:: Alıntılanan metin ::
İstanbul
Parçalı az bulutlu
14°
Ara

KISMETSE OLMASIN...

YAYINLAMA:

Genç erkekler ve genç kadınları aynı eve toplamışlar. Anladığım o evde kalmıyorlar. Kızlar takma kirpik, takma saç, takma diş, takma tırnaklar, koca koca takılar, uykular, kapanmayan ağızlar, öcü gibi sap sap eden kocaman dudaklar. Ve kalın kocaman bacaklarının altına giydikleri 30 numara takoz gibi ayakkabılar. Mecburlar bunları giymeye, çünkü hepsi çok kısa boylu... Takma dediklerimi bir çıkart, felaket. Ya erkekler? Daracık, skini dedikleri pantolonlar, pacalar kısa, ayaklar çorapsız. Ve tabi ki işsiz güçsüz bir dolu adam... İşi gücü olsa orada ne işi var, bütün gün o koltukta nasıl oturur?.. Bomboş oturduklarına göre “avaremu avaremu” durumları.

:: Yapılacak iş ::
Alıntılanan metne göre şu soruları lütfen kısaca yanıtlayın:
(a) Kızların giydiği takoz gibi ayakkabılar kaç numara?
(b) Kızlar bu ayakkabıları neden giymek zorunda?
(c) Erkeklerin giydiği daracık pantolonlara ne deniyor?

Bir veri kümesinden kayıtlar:
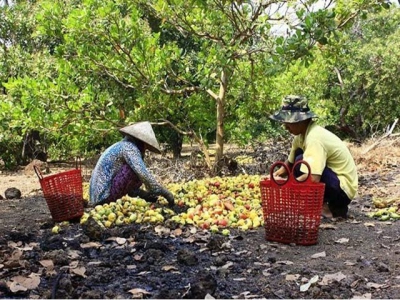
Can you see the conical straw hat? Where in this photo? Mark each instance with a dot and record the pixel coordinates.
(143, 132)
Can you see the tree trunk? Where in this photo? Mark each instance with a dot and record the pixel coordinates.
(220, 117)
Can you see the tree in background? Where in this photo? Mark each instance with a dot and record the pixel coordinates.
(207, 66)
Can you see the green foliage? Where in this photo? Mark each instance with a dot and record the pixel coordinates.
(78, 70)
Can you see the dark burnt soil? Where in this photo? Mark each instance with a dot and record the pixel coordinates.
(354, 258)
* * *
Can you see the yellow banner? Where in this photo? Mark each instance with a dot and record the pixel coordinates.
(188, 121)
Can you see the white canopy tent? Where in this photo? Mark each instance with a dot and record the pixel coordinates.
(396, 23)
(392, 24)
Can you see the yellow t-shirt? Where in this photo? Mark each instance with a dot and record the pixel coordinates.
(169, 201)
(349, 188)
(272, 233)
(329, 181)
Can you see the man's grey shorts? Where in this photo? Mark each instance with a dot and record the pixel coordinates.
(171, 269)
---
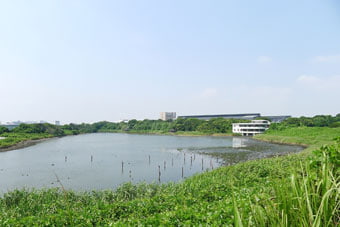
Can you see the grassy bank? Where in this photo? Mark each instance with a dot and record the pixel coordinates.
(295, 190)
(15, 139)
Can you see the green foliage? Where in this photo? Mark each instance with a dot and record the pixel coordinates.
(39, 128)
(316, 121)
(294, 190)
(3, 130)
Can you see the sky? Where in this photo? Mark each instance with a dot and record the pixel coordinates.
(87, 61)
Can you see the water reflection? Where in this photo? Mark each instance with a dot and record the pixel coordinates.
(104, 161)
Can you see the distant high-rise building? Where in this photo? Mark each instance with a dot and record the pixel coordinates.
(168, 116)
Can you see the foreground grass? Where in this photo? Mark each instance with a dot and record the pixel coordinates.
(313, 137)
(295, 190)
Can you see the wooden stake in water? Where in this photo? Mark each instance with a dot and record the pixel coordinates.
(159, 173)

:: Tamamlanan alıştırma ::
(a) 30 numara.
(b) Hepsi çok kısa boylu.
(c) Skini.